Pull out every line in the listing below that contains the word "brown".

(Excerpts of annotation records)
>>>

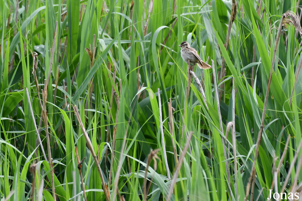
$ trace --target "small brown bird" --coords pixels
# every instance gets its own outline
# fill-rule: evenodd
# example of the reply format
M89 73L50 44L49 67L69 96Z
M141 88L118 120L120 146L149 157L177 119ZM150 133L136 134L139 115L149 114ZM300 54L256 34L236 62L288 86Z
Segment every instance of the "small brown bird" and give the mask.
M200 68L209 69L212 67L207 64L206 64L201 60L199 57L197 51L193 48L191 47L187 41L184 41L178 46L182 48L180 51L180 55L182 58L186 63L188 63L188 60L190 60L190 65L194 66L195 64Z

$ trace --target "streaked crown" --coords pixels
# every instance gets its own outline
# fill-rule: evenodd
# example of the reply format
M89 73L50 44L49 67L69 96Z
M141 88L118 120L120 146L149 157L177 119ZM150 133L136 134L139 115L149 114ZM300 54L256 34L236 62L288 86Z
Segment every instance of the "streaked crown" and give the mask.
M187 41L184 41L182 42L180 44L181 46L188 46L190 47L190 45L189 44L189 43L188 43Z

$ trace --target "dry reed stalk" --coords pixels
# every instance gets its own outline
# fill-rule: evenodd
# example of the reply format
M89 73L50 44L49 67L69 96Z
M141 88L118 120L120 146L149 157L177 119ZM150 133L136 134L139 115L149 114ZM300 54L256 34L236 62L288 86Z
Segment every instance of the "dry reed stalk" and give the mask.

<<<
>>>

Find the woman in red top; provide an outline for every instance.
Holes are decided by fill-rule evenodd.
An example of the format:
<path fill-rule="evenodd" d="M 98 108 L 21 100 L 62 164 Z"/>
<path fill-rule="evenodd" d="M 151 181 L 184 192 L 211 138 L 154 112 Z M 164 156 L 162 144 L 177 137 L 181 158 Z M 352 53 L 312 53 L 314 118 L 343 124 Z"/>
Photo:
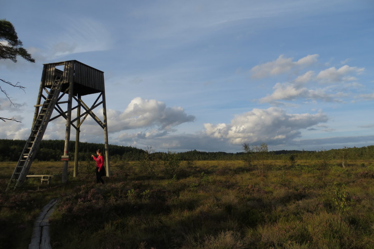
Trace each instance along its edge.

<<<

COMPLETE ANSWER:
$ trace --target "small brown bird" --coords pixels
Segment every instance of the "small brown bird" and give the mask.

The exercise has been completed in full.